Reproduce the material from its beginning through the line holding "[351,72,375,119]", inclusive, keeping the requests as they are. In the results, multiply every bounding-box coordinate by 2.5 and round to whole numbers, with halves rounded up.

(Saved data entries)
>> begin

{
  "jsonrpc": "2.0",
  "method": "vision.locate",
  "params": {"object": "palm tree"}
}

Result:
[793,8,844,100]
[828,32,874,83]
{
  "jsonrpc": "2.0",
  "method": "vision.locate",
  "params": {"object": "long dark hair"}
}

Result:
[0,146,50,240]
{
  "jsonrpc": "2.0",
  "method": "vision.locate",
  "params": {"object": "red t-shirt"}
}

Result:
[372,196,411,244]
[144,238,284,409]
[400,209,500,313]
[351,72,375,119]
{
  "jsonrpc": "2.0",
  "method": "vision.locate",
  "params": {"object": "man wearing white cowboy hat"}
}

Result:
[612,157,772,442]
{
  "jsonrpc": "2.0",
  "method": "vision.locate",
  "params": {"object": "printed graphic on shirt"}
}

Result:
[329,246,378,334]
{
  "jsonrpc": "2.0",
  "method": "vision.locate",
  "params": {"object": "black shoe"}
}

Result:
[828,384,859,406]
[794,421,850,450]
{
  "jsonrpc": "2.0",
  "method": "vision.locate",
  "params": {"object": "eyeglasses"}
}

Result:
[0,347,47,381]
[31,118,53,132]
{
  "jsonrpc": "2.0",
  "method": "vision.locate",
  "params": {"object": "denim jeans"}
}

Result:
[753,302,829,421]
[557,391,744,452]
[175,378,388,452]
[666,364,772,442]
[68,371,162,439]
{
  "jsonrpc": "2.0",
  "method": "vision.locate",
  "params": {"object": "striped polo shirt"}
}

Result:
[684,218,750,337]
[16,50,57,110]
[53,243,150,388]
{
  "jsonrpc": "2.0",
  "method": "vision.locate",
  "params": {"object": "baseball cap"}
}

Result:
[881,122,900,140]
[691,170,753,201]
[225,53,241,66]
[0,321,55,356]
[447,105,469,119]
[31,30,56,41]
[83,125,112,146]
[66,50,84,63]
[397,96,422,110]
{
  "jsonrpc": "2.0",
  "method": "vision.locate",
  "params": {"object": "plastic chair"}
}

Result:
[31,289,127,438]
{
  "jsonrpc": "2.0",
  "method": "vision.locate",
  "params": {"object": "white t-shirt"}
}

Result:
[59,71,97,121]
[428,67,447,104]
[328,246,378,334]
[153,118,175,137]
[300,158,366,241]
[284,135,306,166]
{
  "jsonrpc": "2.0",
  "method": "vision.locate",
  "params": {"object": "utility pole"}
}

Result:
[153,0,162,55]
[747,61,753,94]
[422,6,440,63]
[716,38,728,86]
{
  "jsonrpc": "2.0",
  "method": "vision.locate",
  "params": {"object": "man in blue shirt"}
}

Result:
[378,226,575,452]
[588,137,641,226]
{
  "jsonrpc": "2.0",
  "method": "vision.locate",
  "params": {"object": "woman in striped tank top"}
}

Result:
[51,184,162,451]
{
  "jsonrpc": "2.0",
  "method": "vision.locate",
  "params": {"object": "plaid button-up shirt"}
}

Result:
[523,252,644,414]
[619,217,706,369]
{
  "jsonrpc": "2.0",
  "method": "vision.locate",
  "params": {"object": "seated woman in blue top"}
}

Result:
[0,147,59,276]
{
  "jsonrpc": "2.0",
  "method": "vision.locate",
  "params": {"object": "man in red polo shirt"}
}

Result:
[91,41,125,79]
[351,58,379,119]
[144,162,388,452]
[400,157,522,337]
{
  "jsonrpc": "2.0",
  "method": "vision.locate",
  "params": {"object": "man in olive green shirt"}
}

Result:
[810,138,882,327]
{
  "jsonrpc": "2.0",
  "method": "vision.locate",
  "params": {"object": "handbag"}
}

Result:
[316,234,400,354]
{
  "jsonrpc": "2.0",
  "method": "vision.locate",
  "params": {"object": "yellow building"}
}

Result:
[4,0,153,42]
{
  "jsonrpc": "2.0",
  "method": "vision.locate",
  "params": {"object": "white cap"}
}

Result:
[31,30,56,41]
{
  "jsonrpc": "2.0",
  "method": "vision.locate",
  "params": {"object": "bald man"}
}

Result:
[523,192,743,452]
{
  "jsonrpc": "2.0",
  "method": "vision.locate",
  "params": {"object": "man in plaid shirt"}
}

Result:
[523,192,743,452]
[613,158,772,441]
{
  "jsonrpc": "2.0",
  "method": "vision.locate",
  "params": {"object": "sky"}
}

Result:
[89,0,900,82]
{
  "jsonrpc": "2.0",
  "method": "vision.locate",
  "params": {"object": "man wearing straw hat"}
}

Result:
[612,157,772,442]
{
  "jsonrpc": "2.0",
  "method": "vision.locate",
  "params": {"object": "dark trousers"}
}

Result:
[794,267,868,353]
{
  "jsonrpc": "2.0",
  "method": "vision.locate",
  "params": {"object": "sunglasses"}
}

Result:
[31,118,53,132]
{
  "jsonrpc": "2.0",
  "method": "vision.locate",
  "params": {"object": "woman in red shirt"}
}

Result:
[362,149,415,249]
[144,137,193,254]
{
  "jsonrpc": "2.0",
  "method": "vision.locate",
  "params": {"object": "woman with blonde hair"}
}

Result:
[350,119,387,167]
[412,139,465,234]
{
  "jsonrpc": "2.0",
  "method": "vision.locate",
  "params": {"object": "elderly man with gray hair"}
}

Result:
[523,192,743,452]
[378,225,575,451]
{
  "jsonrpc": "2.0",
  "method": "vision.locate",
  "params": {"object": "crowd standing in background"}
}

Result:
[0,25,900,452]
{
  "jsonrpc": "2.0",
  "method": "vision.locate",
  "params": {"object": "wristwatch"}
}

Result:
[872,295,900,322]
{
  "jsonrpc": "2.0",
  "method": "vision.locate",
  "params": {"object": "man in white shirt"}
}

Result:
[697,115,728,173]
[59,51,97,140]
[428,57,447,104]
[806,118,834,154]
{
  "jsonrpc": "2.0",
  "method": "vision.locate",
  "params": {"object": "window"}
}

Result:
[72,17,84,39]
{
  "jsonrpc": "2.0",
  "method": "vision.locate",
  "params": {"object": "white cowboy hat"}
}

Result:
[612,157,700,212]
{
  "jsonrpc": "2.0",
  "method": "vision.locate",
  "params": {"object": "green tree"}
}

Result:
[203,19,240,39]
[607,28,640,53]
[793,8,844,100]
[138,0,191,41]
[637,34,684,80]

>> end

▶ _RESPONSE TO THE EXERCISE_
{
  "jsonrpc": "2.0",
  "method": "vision.locate",
  "params": {"object": "palm tree"}
}

Result:
[1983,20,2110,250]
[2070,80,2185,208]
{
  "jsonrpc": "2.0",
  "method": "vision.locate",
  "params": {"object": "long dark hair"}
}

Result:
[0,365,125,600]
{
  "jsonrpc": "2.0",
  "method": "vision.locate",
  "params": {"object": "red t-shirt"}
}

Result:
[930,490,1028,610]
[360,595,710,1023]
[1000,523,1250,783]
[878,180,938,298]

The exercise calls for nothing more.